» **DIRECTION**: Show every line of the entries below that contains the string "strap", treating uppercase and lowercase as different.

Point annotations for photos
================

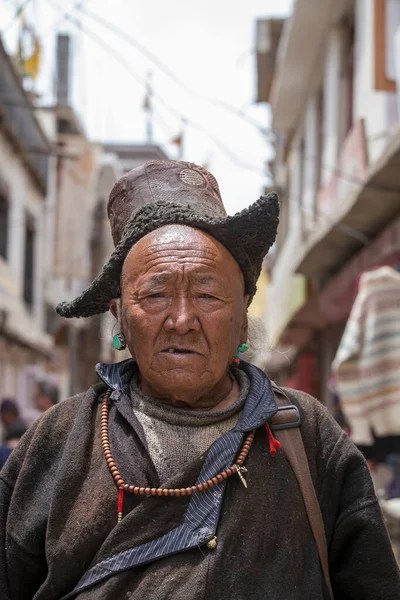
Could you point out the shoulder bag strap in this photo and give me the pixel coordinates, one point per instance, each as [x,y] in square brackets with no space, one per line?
[285,425]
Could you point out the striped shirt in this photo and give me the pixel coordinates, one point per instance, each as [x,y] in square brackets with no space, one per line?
[367,363]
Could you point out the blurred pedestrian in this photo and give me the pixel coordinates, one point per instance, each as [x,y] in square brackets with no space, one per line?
[46,396]
[11,441]
[166,480]
[11,419]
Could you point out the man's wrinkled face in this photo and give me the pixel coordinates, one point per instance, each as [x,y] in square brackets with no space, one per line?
[183,311]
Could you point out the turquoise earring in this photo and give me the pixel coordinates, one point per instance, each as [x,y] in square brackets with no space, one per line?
[241,348]
[119,341]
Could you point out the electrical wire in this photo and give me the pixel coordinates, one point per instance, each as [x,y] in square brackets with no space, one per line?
[141,81]
[169,73]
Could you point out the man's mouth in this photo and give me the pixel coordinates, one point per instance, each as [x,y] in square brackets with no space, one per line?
[178,351]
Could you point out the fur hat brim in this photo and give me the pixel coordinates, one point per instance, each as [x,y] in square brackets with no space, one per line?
[248,235]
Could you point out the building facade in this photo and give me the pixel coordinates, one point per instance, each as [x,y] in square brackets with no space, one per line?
[25,345]
[333,91]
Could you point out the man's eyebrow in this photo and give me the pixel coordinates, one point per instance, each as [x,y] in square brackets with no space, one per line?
[202,278]
[158,279]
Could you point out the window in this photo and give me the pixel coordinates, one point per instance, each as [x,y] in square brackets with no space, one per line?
[29,263]
[4,210]
[386,22]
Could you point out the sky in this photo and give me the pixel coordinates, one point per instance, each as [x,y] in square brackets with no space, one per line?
[207,46]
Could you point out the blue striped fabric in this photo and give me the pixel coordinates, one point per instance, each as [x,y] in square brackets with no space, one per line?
[203,511]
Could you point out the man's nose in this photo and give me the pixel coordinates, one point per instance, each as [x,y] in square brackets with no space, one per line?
[182,317]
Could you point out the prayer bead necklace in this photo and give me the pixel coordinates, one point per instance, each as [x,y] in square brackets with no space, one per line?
[142,491]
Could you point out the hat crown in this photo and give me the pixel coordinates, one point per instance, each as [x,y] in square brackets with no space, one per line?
[172,181]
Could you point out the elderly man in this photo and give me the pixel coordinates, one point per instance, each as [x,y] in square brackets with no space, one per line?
[165,480]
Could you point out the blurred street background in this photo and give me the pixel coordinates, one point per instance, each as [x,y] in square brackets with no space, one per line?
[297,96]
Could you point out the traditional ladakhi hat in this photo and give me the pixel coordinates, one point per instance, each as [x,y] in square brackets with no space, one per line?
[167,192]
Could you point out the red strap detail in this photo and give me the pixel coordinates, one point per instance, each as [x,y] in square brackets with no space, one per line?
[274,444]
[121,499]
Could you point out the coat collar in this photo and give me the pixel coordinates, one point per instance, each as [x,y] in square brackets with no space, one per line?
[259,407]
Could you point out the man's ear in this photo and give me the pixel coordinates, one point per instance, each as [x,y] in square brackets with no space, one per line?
[245,324]
[114,307]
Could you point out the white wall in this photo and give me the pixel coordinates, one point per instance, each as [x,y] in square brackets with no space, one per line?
[373,106]
[23,197]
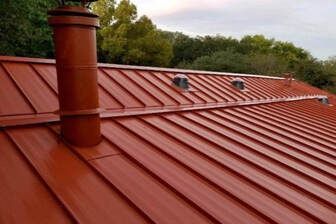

================

» **OUTPUT**:
Could you point out the shoulder bag strap in this photo and give me the pixel coordinates, one point per instance, each as [x,y] in square brackets with no space, one per line?
Could you point out the red strap detail in this photo and give me the pixel coordinates, one point per instance, each as [x,y] in square brackets with no space, one per line?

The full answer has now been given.